(Stored records)
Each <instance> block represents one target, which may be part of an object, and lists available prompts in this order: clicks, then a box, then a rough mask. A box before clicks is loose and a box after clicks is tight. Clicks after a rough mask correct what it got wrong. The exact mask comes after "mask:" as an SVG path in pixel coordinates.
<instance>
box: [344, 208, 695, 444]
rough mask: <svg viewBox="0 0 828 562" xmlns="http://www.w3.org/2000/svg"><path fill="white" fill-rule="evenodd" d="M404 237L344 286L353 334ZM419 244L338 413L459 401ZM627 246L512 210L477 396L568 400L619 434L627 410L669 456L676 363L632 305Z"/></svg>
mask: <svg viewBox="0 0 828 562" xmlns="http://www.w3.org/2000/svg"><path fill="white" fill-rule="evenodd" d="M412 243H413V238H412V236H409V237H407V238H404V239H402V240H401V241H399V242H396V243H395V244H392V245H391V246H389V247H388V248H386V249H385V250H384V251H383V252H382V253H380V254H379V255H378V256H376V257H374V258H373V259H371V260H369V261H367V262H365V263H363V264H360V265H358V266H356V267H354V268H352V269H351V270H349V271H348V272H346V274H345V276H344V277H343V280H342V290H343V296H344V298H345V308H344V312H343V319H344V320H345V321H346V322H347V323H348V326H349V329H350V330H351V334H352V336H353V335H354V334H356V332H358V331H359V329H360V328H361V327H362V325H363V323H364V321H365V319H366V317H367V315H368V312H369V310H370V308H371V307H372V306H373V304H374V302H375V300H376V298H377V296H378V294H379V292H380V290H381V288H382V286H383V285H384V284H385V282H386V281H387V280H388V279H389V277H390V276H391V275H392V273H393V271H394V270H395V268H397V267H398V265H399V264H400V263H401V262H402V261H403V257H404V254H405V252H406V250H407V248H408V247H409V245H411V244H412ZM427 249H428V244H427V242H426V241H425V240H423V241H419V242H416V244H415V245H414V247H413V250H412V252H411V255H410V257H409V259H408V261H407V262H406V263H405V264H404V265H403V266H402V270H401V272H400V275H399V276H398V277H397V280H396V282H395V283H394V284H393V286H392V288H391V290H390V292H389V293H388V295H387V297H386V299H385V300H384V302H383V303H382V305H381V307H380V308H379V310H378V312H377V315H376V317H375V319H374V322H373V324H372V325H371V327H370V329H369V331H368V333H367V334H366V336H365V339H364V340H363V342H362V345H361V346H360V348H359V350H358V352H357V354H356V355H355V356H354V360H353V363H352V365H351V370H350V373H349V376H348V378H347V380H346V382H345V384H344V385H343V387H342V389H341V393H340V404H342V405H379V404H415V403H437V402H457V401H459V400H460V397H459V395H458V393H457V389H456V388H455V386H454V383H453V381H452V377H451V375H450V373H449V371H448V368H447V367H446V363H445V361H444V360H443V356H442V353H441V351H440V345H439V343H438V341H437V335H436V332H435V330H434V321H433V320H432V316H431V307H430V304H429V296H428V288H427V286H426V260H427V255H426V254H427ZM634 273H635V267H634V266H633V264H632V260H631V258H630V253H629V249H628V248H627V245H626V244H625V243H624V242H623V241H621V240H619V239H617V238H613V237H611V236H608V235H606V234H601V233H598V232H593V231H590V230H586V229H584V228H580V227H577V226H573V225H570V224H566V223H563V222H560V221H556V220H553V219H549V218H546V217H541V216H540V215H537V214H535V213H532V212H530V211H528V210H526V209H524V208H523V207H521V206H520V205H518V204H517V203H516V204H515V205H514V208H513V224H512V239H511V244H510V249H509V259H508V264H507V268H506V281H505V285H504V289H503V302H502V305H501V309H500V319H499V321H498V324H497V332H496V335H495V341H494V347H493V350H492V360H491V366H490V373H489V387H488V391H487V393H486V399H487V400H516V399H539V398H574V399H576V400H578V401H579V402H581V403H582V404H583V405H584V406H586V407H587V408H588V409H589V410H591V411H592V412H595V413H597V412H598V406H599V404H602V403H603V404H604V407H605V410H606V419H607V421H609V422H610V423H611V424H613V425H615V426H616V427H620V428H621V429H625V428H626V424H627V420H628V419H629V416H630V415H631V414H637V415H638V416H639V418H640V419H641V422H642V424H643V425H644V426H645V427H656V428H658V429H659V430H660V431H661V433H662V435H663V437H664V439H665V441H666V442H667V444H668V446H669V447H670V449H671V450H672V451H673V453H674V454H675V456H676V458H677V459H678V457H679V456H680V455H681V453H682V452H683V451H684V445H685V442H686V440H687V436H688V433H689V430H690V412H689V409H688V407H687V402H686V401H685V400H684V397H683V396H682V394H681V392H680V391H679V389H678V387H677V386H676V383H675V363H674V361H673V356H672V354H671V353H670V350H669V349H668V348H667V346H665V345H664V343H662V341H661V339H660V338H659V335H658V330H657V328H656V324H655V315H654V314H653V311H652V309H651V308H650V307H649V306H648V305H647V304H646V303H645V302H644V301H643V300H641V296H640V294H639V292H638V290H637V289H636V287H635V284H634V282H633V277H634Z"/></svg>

#### EXERCISE GOAL:
Give back all the records above exactly as they were written.

#### TASK OUTPUT:
Each <instance> block represents one target, which may be part of an object, and lists available prompts in this order: clicks, then a box, then a rough mask. A box before clicks is loose and a box after clicks is tight. Clicks after a rough mask correct what it got wrong. The exact mask comes after "mask:" as an SVG path in pixel coordinates.
<instance>
box: [344, 208, 695, 444]
rough mask: <svg viewBox="0 0 828 562" xmlns="http://www.w3.org/2000/svg"><path fill="white" fill-rule="evenodd" d="M404 237L344 286L353 334ZM419 244L338 413L459 401ZM627 246L512 210L477 396L568 400L619 434L627 410L669 456L676 363L632 305Z"/></svg>
mask: <svg viewBox="0 0 828 562" xmlns="http://www.w3.org/2000/svg"><path fill="white" fill-rule="evenodd" d="M412 243H413V238H412V236H409V237H407V238H404V239H402V240H401V241H399V242H396V243H395V244H392V245H391V246H389V247H388V248H386V249H385V250H384V251H383V252H382V253H380V254H379V255H378V256H376V257H374V258H373V259H371V260H369V261H367V262H365V263H363V264H360V265H358V266H356V267H354V268H352V269H351V270H349V271H348V272H346V274H345V276H344V277H343V280H342V290H343V296H344V298H345V308H344V312H343V319H344V320H345V321H346V322H347V323H348V326H349V329H350V330H351V334H352V336H353V335H354V334H356V332H358V331H359V329H360V328H361V327H362V325H363V323H364V321H365V319H366V317H367V315H368V312H369V310H370V308H371V307H372V306H373V304H374V302H375V300H376V298H377V296H378V294H379V292H380V290H381V288H382V286H383V285H384V284H385V282H386V281H387V280H388V279H389V277H390V276H391V275H392V273H393V271H394V270H395V268H397V267H398V265H399V264H400V263H401V262H402V261H403V257H404V254H405V252H406V250H407V248H408V247H409V245H411V244H412ZM427 249H428V244H427V242H426V241H425V240H423V241H419V242H416V244H415V245H414V247H413V250H412V252H411V255H410V257H409V259H408V261H407V262H406V263H405V264H404V265H403V266H402V270H401V272H400V275H399V276H398V277H397V280H396V282H395V283H394V284H393V286H392V288H391V290H390V292H389V293H388V295H387V297H386V299H385V300H384V302H383V303H382V305H381V307H380V308H379V310H378V312H377V315H376V317H375V319H374V322H373V324H372V325H371V327H370V329H369V331H368V333H367V334H366V336H365V339H364V340H363V342H362V345H361V346H360V348H359V350H358V352H357V354H356V355H355V356H354V360H353V363H352V365H351V370H350V373H349V376H348V378H347V380H346V382H345V384H344V385H343V387H342V389H341V393H340V404H342V405H379V404H415V403H437V402H457V401H459V400H460V397H459V395H458V393H457V389H456V388H455V386H454V383H453V381H452V377H451V375H450V373H449V371H448V368H447V367H446V363H445V361H444V360H443V356H442V353H441V351H440V345H439V343H438V341H437V335H436V332H435V330H434V321H433V320H432V316H431V307H430V304H429V296H428V288H427V286H426V260H427V255H426V254H427ZM634 273H635V267H634V266H633V264H632V260H631V258H630V253H629V249H628V248H627V245H626V244H625V243H624V242H623V241H621V240H619V239H617V238H613V237H611V236H608V235H606V234H601V233H598V232H593V231H590V230H586V229H584V228H580V227H577V226H573V225H570V224H566V223H563V222H560V221H556V220H553V219H549V218H546V217H541V216H540V215H537V214H535V213H532V212H530V211H528V210H526V209H524V208H523V207H521V206H520V205H518V204H517V203H516V204H515V205H514V208H513V224H512V239H511V244H510V249H509V259H508V264H507V268H506V281H505V285H504V289H503V302H502V305H501V309H500V319H499V321H498V324H497V332H496V335H495V341H494V347H493V350H492V360H491V366H490V373H489V387H488V391H487V393H486V399H487V400H516V399H539V398H574V399H576V400H578V401H579V402H581V403H582V404H583V405H584V406H586V407H587V408H588V409H589V410H591V411H592V412H595V413H597V412H598V406H599V404H602V403H603V404H604V407H605V410H606V419H607V421H609V422H610V423H611V424H613V425H615V426H616V427H620V428H621V429H625V428H626V424H627V420H628V419H629V416H630V415H631V414H637V415H638V416H639V418H640V419H641V422H642V424H643V425H644V426H645V427H656V428H658V429H659V430H660V431H661V433H662V435H663V437H664V439H665V441H666V442H667V444H668V446H669V447H670V449H671V450H672V451H673V453H674V454H675V456H676V458H677V459H678V457H679V456H680V455H681V453H682V452H683V451H684V445H685V442H686V440H687V436H688V433H689V430H690V412H689V409H688V407H687V402H686V401H685V400H684V397H683V396H682V394H681V392H680V391H679V389H678V387H677V386H676V383H675V363H674V361H673V356H672V354H671V353H670V350H669V349H668V348H667V346H665V345H664V343H662V341H661V339H660V338H659V335H658V330H657V328H656V324H655V315H654V314H653V311H652V309H651V308H650V307H649V306H648V305H647V304H646V303H645V302H644V301H643V300H641V296H640V294H639V292H638V290H637V289H636V287H635V284H634V282H633V277H634Z"/></svg>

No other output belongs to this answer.